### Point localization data
Segment Open

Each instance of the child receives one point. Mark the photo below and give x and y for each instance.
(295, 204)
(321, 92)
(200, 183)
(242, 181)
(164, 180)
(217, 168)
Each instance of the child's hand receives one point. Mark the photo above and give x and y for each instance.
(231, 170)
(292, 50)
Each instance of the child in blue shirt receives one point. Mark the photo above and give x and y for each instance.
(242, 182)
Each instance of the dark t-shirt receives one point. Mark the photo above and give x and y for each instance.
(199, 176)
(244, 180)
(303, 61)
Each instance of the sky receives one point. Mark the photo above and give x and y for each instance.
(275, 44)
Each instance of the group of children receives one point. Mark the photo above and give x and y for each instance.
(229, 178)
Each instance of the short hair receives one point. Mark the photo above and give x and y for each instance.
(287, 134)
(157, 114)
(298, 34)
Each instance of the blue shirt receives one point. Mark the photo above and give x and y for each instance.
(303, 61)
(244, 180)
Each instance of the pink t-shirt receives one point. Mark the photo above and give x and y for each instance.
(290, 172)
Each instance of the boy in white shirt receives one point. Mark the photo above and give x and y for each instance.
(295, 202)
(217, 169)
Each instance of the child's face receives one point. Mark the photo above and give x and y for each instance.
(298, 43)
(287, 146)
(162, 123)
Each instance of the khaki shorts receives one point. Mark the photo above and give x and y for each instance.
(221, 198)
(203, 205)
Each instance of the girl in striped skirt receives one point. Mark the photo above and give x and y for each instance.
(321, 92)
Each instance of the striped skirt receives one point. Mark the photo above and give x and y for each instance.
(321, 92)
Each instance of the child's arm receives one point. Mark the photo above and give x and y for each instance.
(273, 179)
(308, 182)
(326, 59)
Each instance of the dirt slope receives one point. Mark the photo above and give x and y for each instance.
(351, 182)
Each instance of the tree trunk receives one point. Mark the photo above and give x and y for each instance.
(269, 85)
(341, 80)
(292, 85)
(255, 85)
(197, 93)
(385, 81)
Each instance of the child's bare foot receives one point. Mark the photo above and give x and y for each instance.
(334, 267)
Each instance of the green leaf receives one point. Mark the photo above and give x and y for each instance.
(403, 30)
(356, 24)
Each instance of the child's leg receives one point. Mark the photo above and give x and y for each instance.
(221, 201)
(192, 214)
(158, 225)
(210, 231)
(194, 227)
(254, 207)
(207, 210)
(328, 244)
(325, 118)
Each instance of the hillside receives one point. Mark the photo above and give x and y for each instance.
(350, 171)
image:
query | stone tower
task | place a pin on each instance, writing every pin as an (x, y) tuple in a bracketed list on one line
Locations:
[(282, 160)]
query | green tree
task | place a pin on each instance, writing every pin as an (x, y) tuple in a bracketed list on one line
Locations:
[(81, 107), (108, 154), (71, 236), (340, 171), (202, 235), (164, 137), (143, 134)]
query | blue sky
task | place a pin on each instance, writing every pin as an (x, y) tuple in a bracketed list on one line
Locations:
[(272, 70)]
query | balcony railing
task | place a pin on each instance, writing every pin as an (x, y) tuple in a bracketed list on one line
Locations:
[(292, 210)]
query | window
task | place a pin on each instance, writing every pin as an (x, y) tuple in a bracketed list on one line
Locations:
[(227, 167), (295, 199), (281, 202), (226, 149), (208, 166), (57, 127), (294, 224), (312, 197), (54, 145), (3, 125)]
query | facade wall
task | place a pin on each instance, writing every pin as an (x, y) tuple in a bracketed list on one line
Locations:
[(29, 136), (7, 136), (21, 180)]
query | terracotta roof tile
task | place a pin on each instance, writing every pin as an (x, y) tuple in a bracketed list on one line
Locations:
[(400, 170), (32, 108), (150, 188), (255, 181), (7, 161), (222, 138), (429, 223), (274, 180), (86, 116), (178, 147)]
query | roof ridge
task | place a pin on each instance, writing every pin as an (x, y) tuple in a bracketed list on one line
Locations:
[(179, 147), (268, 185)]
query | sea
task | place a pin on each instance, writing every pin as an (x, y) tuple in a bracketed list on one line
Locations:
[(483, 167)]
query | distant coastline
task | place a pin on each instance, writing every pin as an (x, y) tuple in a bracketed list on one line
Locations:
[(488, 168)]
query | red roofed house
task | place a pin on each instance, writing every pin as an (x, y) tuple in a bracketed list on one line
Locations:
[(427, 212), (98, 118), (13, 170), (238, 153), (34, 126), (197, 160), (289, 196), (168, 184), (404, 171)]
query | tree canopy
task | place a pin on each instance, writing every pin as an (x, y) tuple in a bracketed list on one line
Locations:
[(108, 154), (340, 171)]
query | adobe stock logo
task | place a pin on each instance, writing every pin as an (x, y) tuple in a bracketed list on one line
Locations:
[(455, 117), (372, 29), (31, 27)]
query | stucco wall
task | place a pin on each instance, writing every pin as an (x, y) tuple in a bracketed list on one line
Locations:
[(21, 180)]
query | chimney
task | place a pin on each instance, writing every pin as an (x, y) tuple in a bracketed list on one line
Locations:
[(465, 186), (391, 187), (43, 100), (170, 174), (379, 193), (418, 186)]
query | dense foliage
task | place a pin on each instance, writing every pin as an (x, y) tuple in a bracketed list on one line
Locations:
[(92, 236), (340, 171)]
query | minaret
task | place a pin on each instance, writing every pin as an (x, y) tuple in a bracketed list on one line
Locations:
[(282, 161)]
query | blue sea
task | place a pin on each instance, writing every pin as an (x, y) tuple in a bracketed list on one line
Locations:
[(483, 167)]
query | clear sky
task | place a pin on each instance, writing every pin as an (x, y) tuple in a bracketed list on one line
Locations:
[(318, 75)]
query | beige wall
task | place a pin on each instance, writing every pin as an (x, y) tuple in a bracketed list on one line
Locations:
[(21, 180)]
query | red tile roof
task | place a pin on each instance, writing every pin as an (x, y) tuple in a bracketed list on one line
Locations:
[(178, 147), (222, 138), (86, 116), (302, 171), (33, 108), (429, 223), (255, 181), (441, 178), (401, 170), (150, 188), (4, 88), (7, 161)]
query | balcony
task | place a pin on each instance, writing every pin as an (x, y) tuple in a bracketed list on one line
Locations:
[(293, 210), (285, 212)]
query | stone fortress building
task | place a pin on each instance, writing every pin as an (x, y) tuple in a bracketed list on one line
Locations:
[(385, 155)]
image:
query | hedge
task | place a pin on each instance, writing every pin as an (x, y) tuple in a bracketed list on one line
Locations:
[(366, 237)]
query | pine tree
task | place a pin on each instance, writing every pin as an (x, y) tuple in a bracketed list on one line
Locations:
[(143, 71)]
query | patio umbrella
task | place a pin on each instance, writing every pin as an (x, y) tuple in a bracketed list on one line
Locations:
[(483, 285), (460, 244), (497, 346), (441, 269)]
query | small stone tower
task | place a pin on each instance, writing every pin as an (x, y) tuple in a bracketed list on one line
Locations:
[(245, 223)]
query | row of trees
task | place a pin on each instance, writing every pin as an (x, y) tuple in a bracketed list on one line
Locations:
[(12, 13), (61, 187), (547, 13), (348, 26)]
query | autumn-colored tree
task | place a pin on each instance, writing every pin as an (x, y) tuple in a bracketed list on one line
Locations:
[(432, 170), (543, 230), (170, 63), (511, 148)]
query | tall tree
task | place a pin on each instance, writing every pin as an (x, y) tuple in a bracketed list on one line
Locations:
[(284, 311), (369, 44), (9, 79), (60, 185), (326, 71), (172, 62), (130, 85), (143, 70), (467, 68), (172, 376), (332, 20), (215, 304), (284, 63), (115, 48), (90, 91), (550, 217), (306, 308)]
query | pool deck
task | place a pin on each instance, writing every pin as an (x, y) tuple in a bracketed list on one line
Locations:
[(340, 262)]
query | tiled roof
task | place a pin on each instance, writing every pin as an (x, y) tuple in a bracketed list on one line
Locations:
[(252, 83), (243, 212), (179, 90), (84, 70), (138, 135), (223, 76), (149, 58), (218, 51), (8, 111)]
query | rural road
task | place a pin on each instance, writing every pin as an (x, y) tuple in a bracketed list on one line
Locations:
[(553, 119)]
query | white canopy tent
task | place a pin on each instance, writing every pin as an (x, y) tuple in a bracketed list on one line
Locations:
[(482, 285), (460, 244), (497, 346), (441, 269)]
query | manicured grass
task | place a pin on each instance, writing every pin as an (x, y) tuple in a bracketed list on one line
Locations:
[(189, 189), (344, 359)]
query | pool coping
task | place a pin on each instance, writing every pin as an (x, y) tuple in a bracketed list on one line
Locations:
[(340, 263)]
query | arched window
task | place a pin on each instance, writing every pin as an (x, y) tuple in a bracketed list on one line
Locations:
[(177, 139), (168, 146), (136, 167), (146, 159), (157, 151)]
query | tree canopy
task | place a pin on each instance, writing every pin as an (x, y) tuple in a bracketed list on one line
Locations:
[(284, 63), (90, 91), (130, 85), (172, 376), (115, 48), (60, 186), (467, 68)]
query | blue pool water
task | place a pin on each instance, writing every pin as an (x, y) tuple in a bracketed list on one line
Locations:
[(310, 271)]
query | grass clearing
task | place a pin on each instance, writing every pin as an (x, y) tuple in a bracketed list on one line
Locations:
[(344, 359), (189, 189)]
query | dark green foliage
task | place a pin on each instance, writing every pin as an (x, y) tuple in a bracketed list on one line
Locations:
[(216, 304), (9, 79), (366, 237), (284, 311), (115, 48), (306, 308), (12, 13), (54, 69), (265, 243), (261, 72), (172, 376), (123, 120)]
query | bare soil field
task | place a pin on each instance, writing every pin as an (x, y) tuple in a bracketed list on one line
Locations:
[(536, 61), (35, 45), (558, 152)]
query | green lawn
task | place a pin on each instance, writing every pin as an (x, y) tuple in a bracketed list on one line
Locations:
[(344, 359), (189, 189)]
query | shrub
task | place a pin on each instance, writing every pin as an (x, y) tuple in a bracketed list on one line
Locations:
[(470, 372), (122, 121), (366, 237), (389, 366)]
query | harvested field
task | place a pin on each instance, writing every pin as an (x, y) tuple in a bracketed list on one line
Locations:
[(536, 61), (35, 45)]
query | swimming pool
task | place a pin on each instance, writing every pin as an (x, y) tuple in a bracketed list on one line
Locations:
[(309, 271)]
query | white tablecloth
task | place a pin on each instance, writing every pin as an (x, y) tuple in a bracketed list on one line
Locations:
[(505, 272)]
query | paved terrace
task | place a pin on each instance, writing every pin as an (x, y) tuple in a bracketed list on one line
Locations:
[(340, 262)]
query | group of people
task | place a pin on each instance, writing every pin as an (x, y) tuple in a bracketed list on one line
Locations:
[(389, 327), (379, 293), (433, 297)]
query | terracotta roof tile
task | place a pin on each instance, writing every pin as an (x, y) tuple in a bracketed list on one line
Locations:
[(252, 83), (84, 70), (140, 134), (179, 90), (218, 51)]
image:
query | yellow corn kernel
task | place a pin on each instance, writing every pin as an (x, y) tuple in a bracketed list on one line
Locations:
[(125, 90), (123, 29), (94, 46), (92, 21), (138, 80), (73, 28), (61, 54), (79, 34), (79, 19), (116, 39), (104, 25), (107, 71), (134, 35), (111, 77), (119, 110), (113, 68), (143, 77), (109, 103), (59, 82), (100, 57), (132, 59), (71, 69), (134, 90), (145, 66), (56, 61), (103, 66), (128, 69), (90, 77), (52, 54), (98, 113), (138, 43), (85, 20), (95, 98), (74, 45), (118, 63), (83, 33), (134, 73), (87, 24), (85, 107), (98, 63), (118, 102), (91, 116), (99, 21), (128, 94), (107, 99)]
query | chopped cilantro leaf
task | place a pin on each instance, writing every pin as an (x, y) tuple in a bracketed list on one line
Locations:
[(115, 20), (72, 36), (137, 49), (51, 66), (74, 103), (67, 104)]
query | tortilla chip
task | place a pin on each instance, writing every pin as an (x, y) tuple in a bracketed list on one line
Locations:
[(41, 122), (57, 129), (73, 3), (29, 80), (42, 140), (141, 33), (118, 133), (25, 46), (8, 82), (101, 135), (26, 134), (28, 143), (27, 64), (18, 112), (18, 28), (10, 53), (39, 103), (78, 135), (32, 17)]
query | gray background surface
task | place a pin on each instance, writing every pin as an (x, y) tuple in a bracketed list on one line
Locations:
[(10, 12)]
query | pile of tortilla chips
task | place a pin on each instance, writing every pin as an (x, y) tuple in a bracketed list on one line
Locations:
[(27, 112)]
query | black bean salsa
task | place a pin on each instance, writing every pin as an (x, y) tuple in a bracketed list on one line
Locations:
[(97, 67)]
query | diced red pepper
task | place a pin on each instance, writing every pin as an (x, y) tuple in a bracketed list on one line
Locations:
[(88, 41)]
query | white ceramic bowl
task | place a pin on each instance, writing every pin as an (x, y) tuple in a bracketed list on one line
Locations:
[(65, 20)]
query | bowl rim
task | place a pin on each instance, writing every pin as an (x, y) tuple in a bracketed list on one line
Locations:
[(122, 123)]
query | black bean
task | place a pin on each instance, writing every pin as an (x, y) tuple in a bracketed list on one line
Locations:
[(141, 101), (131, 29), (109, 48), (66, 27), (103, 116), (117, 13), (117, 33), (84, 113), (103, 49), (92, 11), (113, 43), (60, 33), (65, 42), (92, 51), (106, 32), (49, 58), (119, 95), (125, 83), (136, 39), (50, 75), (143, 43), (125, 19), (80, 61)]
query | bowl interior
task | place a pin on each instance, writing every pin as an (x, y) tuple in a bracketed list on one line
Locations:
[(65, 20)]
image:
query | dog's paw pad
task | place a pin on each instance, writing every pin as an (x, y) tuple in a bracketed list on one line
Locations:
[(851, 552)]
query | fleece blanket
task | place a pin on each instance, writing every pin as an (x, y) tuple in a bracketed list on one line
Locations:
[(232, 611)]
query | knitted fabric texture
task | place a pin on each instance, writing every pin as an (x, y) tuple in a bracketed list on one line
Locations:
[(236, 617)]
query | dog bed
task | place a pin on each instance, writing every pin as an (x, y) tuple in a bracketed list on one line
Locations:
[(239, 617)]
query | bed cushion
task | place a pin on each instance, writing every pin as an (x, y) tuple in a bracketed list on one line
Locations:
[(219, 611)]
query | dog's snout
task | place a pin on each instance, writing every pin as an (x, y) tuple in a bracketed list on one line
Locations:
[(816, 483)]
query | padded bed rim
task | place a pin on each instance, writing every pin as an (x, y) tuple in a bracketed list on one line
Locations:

Segment Closed

Considering the entries above, how many lines contain "wall"? Give that number with nothing else.

### RESULT OF THE TASK
3